Directions: Please set down the entire listing exactly.

Material provided:
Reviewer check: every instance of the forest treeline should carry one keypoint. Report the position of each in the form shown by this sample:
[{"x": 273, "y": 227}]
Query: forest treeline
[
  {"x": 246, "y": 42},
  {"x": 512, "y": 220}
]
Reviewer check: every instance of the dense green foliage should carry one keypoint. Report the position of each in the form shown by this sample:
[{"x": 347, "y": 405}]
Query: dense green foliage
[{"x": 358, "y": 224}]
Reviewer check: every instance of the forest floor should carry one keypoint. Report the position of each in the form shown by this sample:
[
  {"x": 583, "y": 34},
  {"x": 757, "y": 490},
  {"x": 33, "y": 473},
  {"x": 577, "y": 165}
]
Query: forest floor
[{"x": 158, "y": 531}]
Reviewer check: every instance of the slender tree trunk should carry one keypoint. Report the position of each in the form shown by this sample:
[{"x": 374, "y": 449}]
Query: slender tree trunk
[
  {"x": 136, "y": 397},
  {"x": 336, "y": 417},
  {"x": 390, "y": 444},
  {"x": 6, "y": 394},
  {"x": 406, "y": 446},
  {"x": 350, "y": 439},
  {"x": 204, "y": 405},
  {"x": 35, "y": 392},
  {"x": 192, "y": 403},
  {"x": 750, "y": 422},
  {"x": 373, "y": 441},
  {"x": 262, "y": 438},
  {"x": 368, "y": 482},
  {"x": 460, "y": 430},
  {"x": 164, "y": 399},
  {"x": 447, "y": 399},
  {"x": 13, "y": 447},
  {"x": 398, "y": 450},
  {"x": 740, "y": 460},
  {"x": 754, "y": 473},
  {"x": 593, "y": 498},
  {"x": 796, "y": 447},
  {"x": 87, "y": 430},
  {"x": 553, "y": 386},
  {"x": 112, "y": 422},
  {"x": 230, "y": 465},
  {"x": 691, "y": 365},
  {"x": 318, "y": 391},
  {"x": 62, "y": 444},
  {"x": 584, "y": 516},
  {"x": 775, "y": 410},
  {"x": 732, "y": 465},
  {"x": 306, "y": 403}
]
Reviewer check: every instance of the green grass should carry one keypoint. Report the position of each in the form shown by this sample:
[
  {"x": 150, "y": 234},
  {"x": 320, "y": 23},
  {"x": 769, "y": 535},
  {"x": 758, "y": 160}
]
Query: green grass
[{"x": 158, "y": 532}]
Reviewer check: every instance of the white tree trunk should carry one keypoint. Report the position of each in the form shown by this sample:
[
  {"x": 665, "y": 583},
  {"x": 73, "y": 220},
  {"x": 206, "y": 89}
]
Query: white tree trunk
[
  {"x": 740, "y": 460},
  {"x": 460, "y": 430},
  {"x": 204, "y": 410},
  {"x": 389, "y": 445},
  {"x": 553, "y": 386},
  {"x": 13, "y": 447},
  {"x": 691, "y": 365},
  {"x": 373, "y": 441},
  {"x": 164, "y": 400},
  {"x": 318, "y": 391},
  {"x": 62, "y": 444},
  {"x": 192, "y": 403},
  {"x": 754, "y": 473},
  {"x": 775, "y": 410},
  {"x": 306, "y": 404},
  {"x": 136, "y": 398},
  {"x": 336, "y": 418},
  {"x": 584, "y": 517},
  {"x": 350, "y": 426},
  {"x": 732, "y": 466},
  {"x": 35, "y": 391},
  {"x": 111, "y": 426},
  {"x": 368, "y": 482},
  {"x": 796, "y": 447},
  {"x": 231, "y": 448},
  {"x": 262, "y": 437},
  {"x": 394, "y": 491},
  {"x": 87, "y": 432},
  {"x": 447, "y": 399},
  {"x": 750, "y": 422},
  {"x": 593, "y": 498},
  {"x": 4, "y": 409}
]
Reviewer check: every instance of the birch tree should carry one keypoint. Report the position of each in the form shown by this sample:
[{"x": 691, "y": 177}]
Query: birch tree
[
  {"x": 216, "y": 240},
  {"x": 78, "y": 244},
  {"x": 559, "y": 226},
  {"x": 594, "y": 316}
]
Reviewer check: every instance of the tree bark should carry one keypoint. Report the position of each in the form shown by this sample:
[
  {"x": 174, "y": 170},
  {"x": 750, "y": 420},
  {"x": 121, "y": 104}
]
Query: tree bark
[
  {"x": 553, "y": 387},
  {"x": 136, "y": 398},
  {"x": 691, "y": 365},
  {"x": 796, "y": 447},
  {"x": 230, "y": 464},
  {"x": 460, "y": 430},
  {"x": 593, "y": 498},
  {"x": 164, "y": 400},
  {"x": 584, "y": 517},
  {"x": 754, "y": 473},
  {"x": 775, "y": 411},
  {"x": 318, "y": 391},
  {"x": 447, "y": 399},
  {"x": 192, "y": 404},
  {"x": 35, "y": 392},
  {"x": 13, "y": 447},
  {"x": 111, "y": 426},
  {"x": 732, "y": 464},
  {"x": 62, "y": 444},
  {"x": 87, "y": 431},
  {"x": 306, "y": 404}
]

Reply:
Reviewer check: every instance of the forest treeline should carry one keypoint. Report the position of each in the form shown by this sample:
[{"x": 273, "y": 227}]
Query: forest treeline
[
  {"x": 246, "y": 42},
  {"x": 512, "y": 220}
]
Reviewer check: every instance of the dense green foliage should carry one keypoint. Report the position of each in the form shown by this sample:
[{"x": 347, "y": 405}]
Query: dense green foliage
[{"x": 358, "y": 224}]
Reviewer check: every instance of the forest floor should carry one keypoint. Report the position of each in the form shown by this sample:
[
  {"x": 583, "y": 34},
  {"x": 757, "y": 490},
  {"x": 33, "y": 473},
  {"x": 577, "y": 165}
]
Query: forest floor
[{"x": 158, "y": 531}]
Reviewer check: every instance of the slender tree trunk should carry one keypoint. Report the position of each in the form shown by this sample:
[{"x": 374, "y": 449}]
Query: slender tree trunk
[
  {"x": 136, "y": 397},
  {"x": 336, "y": 417},
  {"x": 390, "y": 444},
  {"x": 6, "y": 394},
  {"x": 406, "y": 446},
  {"x": 350, "y": 439},
  {"x": 204, "y": 405},
  {"x": 35, "y": 392},
  {"x": 192, "y": 403},
  {"x": 750, "y": 422},
  {"x": 373, "y": 441},
  {"x": 262, "y": 438},
  {"x": 368, "y": 482},
  {"x": 460, "y": 430},
  {"x": 164, "y": 399},
  {"x": 447, "y": 399},
  {"x": 13, "y": 447},
  {"x": 398, "y": 450},
  {"x": 740, "y": 460},
  {"x": 754, "y": 473},
  {"x": 593, "y": 498},
  {"x": 796, "y": 447},
  {"x": 87, "y": 430},
  {"x": 553, "y": 386},
  {"x": 112, "y": 422},
  {"x": 230, "y": 465},
  {"x": 691, "y": 365},
  {"x": 318, "y": 391},
  {"x": 62, "y": 444},
  {"x": 584, "y": 516},
  {"x": 775, "y": 410},
  {"x": 732, "y": 465},
  {"x": 306, "y": 403}
]
Reviewer check: every instance of the green grass should carry one keypoint. Report the position of each in the form shown by this sample:
[
  {"x": 150, "y": 234},
  {"x": 320, "y": 23},
  {"x": 769, "y": 535},
  {"x": 758, "y": 160}
]
Query: green grass
[{"x": 158, "y": 532}]
Reviewer check: every instance of the white tree trunk should carry one keypoint. Report the position of each in the form shown by this sample:
[
  {"x": 665, "y": 583},
  {"x": 73, "y": 220},
  {"x": 206, "y": 89}
]
Query: white tree trunk
[
  {"x": 740, "y": 460},
  {"x": 460, "y": 430},
  {"x": 204, "y": 410},
  {"x": 389, "y": 445},
  {"x": 553, "y": 386},
  {"x": 13, "y": 447},
  {"x": 691, "y": 365},
  {"x": 373, "y": 441},
  {"x": 164, "y": 400},
  {"x": 318, "y": 391},
  {"x": 62, "y": 444},
  {"x": 192, "y": 403},
  {"x": 754, "y": 473},
  {"x": 775, "y": 410},
  {"x": 306, "y": 404},
  {"x": 136, "y": 398},
  {"x": 336, "y": 418},
  {"x": 584, "y": 517},
  {"x": 350, "y": 426},
  {"x": 732, "y": 466},
  {"x": 35, "y": 391},
  {"x": 111, "y": 426},
  {"x": 368, "y": 482},
  {"x": 796, "y": 447},
  {"x": 231, "y": 448},
  {"x": 262, "y": 437},
  {"x": 394, "y": 491},
  {"x": 87, "y": 432},
  {"x": 447, "y": 399},
  {"x": 750, "y": 422},
  {"x": 593, "y": 498},
  {"x": 4, "y": 409}
]
Reviewer check: every instance of the birch tree should carry one keypoint. Report the position of each in the form shown by this sample:
[{"x": 691, "y": 177}]
Query: birch tree
[
  {"x": 216, "y": 240},
  {"x": 78, "y": 244},
  {"x": 559, "y": 226},
  {"x": 594, "y": 316}
]
Reviewer check: every instance of the tree bark should carry one keypoint. Report the position of each in the form shown by this sample:
[
  {"x": 174, "y": 170},
  {"x": 750, "y": 420},
  {"x": 121, "y": 104}
]
Query: tree bark
[
  {"x": 553, "y": 387},
  {"x": 136, "y": 398},
  {"x": 691, "y": 365},
  {"x": 796, "y": 447},
  {"x": 230, "y": 464},
  {"x": 460, "y": 430},
  {"x": 593, "y": 498},
  {"x": 164, "y": 400},
  {"x": 584, "y": 517},
  {"x": 754, "y": 473},
  {"x": 775, "y": 411},
  {"x": 318, "y": 391},
  {"x": 447, "y": 399},
  {"x": 192, "y": 404},
  {"x": 35, "y": 392},
  {"x": 13, "y": 447},
  {"x": 111, "y": 426},
  {"x": 732, "y": 464},
  {"x": 62, "y": 444},
  {"x": 87, "y": 431},
  {"x": 306, "y": 404}
]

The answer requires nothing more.